===== Trecho do texto =====
A Dança da Morte - Resenha

Tang
By -
0



"⁠A estrada para o inferno é pavimentada de boas intenções..."


Um épico de Stephen King, talvez, esse seja seu melhor trabalho, mesmo tendo uma extensa carreira e mais de 60 romances publicados, posso dizer que A Dança da Morte (The Stand, 1978) foi o livro apoteótico dele, e os fãs do autor hão de concordar comigo. É uma história e tanto sobre o fim do mundo, e de como as pessoas serão afetadas por ele. Elementos fortes de fantasia macabra, sobrenatural e religiosidade são encontrados aqui; com forte embasamento na fé cristã, o que é interessantíssimo de acompanhar, já que se trata de um livro que, teoricamente, é sobre o puro e simples terror, mas, ao decorrer das páginas, o leitor vai descobrir que a complexidade dessa história ultrapassa facilmente as limitações desse gênero. 

É um romance extenso. Com muito conteúdo para ser explorado e debatido. Tanto é verdade que até hoje os fãs discutem e criam teorias sobre o desenvolvimento da história e personagens. Sem dúvidas, é um grande trabalho do King.

Livro 1 – Capitão Viajante;


É uma obra grande, são 1248 páginas de pura fantasia alegórica. A estória foi dividida em três partes, sendo essa a primeira; aqui, nós vemos que um vírus de gripe, extremamente mortal e contagiante, escapou por acidente de uma base militar e em pouco tempo mataria 99,9% da população mundial.
===== Dados fornecidos =====
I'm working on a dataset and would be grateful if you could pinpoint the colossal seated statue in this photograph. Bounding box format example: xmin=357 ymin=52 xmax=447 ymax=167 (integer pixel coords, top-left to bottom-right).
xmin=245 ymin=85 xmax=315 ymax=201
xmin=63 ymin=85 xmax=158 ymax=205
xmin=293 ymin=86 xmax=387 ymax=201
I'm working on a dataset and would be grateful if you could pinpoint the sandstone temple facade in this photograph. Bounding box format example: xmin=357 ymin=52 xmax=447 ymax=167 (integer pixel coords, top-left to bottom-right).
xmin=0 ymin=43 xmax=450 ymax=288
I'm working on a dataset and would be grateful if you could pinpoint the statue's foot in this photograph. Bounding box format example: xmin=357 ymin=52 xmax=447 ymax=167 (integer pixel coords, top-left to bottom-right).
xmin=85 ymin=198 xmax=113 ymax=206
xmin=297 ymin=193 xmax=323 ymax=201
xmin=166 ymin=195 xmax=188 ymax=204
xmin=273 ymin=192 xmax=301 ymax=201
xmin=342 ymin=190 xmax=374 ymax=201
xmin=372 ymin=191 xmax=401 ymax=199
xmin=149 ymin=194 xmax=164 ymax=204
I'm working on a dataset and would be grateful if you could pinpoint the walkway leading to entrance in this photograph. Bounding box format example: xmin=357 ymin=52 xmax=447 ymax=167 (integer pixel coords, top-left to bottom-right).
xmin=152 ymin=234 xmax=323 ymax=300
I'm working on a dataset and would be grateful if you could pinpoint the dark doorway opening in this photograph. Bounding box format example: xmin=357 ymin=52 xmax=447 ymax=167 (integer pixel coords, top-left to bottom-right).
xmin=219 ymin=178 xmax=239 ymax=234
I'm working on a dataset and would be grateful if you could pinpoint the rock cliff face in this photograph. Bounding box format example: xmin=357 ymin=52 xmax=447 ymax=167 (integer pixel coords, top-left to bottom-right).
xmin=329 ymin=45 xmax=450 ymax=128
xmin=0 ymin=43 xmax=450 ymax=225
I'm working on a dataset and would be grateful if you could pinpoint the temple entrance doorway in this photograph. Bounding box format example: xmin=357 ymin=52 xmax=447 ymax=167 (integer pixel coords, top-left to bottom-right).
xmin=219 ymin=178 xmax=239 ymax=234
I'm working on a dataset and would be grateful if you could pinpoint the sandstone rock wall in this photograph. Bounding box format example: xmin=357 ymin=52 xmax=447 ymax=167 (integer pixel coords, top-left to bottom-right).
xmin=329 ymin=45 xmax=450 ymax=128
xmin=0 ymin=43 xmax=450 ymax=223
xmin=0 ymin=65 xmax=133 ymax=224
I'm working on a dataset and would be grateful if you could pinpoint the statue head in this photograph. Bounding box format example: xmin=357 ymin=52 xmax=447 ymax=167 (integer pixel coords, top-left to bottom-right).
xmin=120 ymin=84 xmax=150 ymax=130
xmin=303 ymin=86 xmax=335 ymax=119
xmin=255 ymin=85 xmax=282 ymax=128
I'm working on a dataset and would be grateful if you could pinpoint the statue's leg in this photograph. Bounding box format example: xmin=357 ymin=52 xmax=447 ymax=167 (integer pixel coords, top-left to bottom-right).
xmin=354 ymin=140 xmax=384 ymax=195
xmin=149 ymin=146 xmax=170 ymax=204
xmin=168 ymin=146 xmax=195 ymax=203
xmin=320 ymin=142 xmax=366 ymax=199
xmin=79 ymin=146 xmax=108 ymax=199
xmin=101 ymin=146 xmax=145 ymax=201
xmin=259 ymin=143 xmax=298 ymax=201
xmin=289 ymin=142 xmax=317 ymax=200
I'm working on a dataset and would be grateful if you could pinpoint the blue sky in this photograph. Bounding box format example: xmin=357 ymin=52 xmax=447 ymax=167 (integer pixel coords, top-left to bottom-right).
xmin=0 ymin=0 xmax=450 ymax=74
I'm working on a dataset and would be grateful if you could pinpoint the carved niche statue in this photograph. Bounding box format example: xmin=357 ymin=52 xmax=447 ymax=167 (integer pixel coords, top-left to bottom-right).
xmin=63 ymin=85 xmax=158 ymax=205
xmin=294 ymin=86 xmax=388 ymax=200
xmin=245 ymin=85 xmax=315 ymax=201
=====
O que fazer
Responda com base na resenha:
(a) Em que ano foi publicado o livro resenhado?
(b) Quantas páginas tem a obra?
(c) Que porcentagem da população mundial o vírus mataria?

Solução
(a) Em 1978.
(b) 1248 páginas.
(c) 99,9%.